▸ **Text**
....
Red Hat Bugzilla – Bug 105598
installer and rescue refuse to bring up degraded raid 1 devices
Last modified: 2011-02-01 09:27:34 EST
From Bugzilla Helper:
User-Agent: Mozilla/5.0 (X11; U; Linux i686; en-US; rv:1.4) Gecko/20030703
Description of problem:
If any of the replicas of a raid 1 filesystem is missing, anaconda refuses to
bring up the corresponding raid device. This makes it tricky (impossible?) to
install when an external disk enclosure isn't properly detected, and makes
rescue mode far less useful.
We're not going to support doing things with degraded raid1 devices, at least
not at any point in the forseeable future.
See, the array is not degraded because I wanted it to be. It was another
installer's problem that caused it to be so. Still, the usefulness of the
rescue mode is highly limited for RAID systems if it falls appart just because
some raid device is missing one of its replicas. You can't even use it to get
things back into a usable shape. Mind if I keep this open, and assigned to
myself? I'd really like to have this feature, and I hope there isn't any reason
for this feature to actually be undesirable for Fedora Core to the point of
being outright rejected. Is there?
If it's done without significant code complications, I'm not against adding it.
I just know that that area is already pretty fragile.
For the rescue CD, it seems to me that it would be enough to disable the test
for len(Devices) < totalDevices, but how should this test be disabled? Only in
expert mode? In expert or rescue mode? With a new keyword that says it's ok to
start arrays even in degraded mode?
....
Excerpt from a dataset:
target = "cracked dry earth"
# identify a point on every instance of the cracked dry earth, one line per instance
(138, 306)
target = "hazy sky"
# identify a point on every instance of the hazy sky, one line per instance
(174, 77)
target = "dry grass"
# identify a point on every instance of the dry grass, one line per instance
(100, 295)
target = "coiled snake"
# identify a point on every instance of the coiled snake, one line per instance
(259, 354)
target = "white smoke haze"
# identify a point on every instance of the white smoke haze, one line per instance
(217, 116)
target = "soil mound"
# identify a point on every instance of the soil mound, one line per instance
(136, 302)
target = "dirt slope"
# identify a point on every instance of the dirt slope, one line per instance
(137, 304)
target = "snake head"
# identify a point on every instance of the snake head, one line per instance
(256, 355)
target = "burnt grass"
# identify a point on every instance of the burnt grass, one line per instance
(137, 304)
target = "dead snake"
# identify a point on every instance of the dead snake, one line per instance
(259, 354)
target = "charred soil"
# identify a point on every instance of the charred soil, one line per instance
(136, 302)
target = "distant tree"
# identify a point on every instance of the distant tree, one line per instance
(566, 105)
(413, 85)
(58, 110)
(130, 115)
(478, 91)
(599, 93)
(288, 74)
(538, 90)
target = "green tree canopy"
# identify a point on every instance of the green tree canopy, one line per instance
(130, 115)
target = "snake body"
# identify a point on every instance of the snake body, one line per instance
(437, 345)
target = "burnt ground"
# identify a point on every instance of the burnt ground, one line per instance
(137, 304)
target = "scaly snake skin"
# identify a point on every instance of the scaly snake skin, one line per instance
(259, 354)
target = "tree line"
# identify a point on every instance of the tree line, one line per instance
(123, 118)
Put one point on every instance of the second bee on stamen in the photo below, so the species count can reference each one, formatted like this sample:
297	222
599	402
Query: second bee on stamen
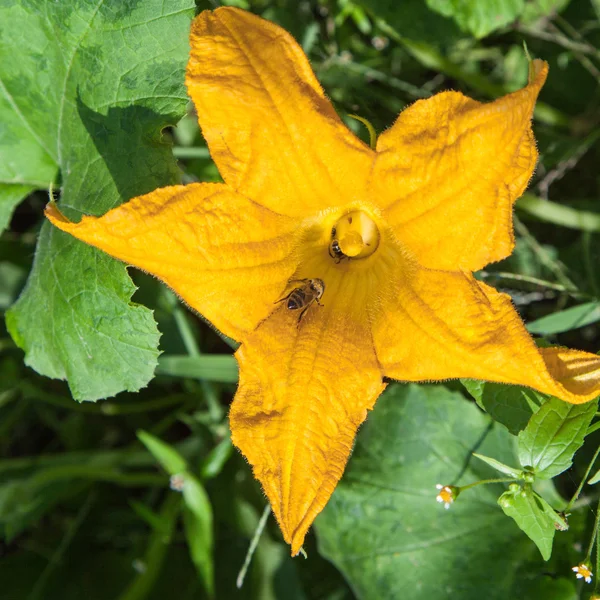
334	248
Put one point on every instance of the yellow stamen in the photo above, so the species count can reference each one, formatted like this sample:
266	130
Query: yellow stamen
357	234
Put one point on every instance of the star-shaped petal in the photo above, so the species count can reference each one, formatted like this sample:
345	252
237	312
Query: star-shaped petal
392	235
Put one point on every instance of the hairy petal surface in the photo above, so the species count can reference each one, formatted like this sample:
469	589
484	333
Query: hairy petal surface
226	256
271	131
442	325
304	391
449	171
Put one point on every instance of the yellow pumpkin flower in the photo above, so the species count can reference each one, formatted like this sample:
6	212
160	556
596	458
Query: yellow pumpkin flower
392	233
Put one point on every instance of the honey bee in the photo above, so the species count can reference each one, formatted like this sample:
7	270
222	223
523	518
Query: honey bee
334	248
302	297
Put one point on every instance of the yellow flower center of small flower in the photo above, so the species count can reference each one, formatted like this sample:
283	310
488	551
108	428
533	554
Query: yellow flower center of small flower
357	234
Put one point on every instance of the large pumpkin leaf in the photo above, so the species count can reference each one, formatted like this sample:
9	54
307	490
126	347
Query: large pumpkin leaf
91	84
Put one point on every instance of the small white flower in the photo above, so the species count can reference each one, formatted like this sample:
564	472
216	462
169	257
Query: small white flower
446	495
582	571
177	482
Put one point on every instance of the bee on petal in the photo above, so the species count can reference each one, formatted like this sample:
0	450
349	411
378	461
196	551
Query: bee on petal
302	297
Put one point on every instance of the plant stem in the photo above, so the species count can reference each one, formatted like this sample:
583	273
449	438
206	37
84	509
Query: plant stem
253	544
58	554
160	540
594	536
583	480
559	214
462	488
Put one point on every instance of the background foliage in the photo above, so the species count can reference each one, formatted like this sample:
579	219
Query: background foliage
92	105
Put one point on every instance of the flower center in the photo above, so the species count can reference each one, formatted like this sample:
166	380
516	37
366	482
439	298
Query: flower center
355	235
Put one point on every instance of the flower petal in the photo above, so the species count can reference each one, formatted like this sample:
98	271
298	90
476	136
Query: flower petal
271	131
226	256
444	325
449	170
304	390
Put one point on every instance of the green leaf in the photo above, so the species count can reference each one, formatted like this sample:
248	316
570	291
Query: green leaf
91	85
214	462
10	196
510	405
479	18
198	521
413	20
510	471
172	462
210	367
383	527
565	320
553	435
521	504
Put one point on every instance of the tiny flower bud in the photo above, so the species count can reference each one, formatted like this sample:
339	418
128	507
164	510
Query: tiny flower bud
448	494
582	571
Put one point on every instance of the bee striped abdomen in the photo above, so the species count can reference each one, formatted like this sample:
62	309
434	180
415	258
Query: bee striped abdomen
296	300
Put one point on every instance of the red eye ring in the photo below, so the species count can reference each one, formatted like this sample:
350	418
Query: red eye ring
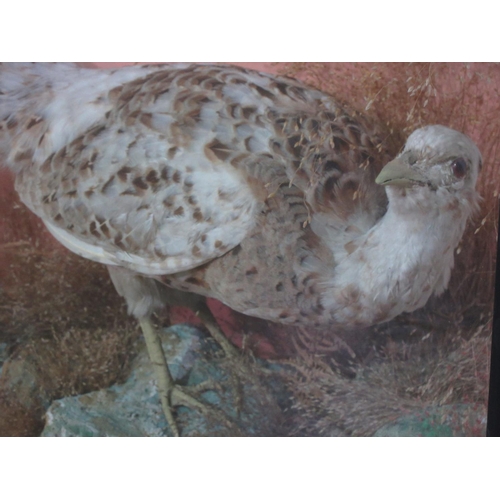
459	168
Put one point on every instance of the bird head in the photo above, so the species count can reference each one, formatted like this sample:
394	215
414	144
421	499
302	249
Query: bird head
434	157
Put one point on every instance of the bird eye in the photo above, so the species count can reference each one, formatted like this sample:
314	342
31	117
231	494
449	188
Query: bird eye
459	167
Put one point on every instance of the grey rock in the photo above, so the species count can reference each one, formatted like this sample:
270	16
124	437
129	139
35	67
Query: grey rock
133	409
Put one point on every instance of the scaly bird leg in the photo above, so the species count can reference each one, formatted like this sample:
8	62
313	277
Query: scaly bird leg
170	393
164	378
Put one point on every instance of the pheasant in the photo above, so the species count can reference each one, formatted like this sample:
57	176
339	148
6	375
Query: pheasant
256	190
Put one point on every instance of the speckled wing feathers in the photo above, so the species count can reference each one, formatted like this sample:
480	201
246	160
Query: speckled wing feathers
174	173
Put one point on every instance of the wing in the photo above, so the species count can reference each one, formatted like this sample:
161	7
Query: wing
182	161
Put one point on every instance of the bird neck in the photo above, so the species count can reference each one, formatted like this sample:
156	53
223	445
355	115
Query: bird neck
403	259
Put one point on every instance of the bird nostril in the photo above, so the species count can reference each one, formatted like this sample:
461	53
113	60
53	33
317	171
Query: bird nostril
459	168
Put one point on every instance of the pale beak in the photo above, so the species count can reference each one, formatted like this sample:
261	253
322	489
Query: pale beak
399	173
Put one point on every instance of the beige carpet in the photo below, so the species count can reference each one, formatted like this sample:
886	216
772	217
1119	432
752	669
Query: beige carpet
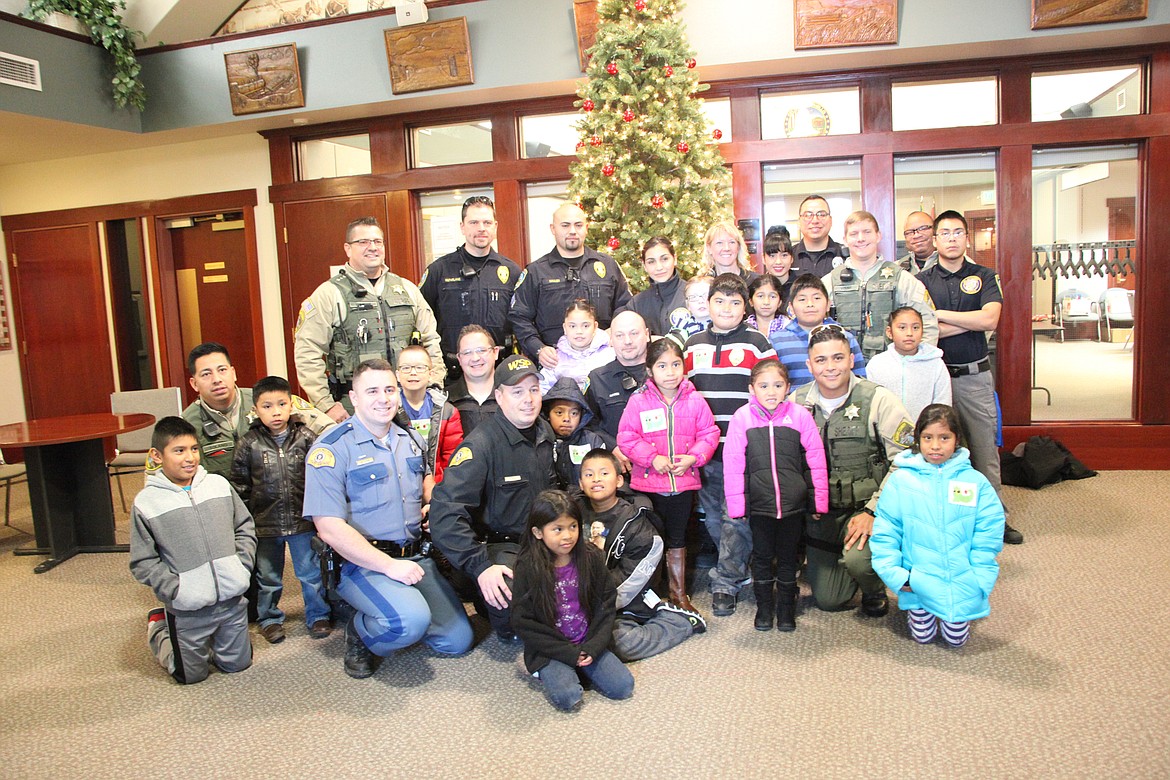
1066	678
....
▸ **Exercise**
Repeat word for word the portion of the bug report on degraded RAID 1 devices starting at "We're not going" and ending at "rejected. Is there?".

▸ **Exercise response**
We're not going to support doing things with degraded raid1 devices, at least
not at any point in the forseeable future.
See, the array is not degraded because I wanted it to be. It was another
installer's problem that caused it to be so. Still, the usefulness of the
rescue mode is highly limited for RAID systems if it falls appart just because
some raid device is missing one of its replicas. You can't even use it to get
things back into a usable shape. Mind if I keep this open, and assigned to
myself? I'd really like to have this feature, and I hope there isn't any reason
for this feature to actually be undesirable for Fedora Core to the point of
being outright rejected. Is there?